▸ **SET PROBLEM**: Recast only the part of the items that opens with the line containing "Flag the man with glasses in this screenshot." and closes with the line containing "[181,303,263,440]", both ends included, as a numbered list with blank lines left out.

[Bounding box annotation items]
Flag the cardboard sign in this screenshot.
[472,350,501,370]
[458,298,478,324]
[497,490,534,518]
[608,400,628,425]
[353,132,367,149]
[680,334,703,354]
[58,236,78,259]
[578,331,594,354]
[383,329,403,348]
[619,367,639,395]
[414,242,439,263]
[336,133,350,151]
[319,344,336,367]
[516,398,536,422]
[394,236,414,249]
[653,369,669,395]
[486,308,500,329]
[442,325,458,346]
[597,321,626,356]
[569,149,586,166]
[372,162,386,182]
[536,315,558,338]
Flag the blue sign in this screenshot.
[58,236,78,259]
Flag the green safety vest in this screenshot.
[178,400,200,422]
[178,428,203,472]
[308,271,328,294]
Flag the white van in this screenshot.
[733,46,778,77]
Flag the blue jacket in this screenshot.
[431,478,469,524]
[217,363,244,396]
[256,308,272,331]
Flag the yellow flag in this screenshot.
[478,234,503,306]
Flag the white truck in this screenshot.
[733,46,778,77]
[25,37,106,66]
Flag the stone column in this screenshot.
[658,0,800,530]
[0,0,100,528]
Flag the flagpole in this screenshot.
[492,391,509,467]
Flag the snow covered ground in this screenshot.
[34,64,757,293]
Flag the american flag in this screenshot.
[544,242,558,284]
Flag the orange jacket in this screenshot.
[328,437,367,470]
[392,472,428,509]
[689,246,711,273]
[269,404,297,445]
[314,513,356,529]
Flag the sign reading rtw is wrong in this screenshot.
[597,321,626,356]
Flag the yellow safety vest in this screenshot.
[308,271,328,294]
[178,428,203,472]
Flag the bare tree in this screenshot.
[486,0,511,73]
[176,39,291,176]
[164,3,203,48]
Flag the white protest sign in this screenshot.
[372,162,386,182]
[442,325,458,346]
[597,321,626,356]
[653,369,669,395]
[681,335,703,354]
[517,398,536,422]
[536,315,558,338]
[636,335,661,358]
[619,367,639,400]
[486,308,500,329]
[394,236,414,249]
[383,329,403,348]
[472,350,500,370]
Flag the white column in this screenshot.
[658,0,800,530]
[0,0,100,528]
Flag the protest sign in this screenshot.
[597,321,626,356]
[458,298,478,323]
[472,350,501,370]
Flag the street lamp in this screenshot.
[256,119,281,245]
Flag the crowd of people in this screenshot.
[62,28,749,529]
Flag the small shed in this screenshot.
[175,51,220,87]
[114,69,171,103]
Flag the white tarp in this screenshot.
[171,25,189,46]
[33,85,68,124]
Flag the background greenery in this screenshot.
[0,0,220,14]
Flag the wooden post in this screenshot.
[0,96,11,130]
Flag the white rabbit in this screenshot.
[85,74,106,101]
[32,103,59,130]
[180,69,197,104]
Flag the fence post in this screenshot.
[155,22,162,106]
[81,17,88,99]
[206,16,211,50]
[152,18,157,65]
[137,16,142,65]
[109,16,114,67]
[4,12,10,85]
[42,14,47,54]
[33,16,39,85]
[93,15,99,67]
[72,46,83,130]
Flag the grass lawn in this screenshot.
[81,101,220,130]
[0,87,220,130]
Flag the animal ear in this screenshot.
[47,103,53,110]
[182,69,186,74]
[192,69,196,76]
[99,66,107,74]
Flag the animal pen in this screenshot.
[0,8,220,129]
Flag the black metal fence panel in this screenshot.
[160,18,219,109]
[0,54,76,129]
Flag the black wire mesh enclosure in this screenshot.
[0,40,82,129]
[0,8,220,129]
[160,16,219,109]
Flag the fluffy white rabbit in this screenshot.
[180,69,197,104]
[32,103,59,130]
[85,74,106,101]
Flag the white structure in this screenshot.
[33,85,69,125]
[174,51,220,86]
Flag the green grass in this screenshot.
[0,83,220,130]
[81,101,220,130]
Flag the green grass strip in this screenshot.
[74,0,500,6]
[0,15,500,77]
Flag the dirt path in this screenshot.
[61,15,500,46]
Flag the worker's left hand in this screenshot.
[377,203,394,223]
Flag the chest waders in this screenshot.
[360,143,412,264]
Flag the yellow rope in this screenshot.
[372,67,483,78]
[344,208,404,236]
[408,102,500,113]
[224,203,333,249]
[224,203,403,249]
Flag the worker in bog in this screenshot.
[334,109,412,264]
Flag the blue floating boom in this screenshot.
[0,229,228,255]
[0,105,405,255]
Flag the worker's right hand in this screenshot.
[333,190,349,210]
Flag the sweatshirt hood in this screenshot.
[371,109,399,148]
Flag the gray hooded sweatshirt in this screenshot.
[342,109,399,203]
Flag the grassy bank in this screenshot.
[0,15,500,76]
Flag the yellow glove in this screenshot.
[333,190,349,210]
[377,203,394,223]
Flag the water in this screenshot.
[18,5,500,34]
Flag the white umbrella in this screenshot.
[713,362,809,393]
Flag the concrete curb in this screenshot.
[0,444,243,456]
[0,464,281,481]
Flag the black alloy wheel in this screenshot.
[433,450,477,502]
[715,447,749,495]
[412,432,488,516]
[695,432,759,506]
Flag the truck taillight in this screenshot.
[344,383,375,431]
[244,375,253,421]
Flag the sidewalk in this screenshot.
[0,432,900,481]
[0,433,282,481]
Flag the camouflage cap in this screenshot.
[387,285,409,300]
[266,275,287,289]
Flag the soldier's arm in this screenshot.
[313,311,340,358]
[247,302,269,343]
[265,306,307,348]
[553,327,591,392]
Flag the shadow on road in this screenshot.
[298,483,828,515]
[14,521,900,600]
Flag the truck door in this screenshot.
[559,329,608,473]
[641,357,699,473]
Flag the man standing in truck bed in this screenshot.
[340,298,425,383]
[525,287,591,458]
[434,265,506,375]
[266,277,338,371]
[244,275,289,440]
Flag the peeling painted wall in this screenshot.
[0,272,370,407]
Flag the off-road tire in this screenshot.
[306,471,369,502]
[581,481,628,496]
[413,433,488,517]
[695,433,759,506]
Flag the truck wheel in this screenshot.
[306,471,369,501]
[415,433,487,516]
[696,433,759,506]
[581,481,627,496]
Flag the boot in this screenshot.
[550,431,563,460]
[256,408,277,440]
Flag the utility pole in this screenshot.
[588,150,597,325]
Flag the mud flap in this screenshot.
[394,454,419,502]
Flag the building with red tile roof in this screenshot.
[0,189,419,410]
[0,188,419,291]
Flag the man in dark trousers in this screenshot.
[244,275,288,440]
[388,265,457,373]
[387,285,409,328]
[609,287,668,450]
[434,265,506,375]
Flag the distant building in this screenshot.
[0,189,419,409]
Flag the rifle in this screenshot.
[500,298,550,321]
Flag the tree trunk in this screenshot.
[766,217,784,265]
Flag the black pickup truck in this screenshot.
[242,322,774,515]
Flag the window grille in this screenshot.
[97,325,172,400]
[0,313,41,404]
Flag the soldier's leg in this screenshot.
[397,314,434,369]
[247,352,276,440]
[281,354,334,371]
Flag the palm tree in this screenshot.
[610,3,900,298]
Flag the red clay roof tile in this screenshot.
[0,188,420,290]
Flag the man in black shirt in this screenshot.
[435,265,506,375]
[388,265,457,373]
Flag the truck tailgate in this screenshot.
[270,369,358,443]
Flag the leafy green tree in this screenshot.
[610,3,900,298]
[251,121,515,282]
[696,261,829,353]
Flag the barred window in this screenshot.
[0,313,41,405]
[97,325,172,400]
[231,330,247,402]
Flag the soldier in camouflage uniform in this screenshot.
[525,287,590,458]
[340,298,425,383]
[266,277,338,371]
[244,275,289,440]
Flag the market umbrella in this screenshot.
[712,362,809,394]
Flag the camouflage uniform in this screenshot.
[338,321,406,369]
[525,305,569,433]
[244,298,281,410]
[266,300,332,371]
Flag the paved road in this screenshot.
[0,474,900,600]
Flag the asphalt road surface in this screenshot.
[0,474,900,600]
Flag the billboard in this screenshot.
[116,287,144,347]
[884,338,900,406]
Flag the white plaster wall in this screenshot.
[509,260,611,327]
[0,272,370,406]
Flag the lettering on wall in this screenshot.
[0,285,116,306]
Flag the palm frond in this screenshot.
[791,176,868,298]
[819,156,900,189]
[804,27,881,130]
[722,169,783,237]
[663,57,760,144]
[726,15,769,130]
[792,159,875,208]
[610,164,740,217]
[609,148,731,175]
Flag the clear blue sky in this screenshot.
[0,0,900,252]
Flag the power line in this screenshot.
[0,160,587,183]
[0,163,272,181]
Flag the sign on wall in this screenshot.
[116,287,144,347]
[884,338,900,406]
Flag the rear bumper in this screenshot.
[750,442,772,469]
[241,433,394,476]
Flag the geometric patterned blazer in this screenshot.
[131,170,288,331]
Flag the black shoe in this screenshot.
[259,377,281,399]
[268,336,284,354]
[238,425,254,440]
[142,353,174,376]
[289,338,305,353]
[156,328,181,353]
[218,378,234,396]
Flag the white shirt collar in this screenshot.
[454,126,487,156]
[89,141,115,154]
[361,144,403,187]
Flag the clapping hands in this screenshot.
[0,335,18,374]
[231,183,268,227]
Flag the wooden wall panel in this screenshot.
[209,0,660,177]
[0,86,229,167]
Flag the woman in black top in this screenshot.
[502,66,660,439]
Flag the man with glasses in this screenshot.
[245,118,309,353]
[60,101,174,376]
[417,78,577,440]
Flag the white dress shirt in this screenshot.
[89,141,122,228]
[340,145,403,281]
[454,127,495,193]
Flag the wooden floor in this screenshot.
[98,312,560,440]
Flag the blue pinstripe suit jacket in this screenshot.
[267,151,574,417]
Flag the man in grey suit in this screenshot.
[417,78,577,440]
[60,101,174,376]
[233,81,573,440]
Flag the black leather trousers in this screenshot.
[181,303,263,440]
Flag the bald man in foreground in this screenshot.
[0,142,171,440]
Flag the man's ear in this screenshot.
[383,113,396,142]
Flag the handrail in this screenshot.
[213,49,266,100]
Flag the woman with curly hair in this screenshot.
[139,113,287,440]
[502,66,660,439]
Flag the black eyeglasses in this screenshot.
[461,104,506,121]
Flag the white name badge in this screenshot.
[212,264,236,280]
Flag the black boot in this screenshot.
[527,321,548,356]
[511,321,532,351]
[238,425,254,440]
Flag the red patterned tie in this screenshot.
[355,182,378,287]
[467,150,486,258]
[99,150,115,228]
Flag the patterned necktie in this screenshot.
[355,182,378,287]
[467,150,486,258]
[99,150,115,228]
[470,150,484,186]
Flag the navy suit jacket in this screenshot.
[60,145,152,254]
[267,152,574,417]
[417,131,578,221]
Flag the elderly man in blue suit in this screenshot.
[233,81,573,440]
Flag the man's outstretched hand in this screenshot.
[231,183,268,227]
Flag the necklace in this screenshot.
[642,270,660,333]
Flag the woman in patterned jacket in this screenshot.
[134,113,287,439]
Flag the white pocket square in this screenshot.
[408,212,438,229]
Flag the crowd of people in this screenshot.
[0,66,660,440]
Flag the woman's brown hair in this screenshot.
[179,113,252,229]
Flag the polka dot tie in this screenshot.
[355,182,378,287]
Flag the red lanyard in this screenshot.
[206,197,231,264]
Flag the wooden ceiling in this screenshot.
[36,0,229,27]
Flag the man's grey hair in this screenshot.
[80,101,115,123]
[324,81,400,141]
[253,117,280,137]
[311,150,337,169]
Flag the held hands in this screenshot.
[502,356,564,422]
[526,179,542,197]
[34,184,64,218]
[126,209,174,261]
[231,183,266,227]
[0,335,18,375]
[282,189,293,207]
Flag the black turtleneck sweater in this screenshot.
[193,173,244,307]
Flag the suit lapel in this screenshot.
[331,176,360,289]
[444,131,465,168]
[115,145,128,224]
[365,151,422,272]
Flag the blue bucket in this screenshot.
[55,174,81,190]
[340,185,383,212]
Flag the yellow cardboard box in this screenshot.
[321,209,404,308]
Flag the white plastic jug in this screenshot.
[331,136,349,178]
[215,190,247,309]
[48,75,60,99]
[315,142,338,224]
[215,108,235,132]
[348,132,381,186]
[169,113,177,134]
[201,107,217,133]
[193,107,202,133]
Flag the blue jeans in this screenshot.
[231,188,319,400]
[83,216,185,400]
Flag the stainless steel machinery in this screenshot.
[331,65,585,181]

▸ **EXERCISE RESPONSE**:
1. Flag the man with glasses in this screenshot.
2. [245,118,309,353]
3. [60,101,174,376]
4. [417,78,577,440]
5. Flag the white dress shirt in this screenshot.
6. [89,141,122,228]
7. [340,145,403,281]
8. [454,127,495,193]
9. Flag the wooden floor in this screenshot.
10. [98,312,560,440]
11. Flag the blue pinstripe suit jacket in this screenshot.
12. [267,151,574,417]
13. Flag the man in grey suit in this screenshot.
14. [417,78,577,440]
15. [60,101,174,376]
16. [233,81,573,440]
17. Flag the black leather trousers in this screenshot.
18. [181,303,263,440]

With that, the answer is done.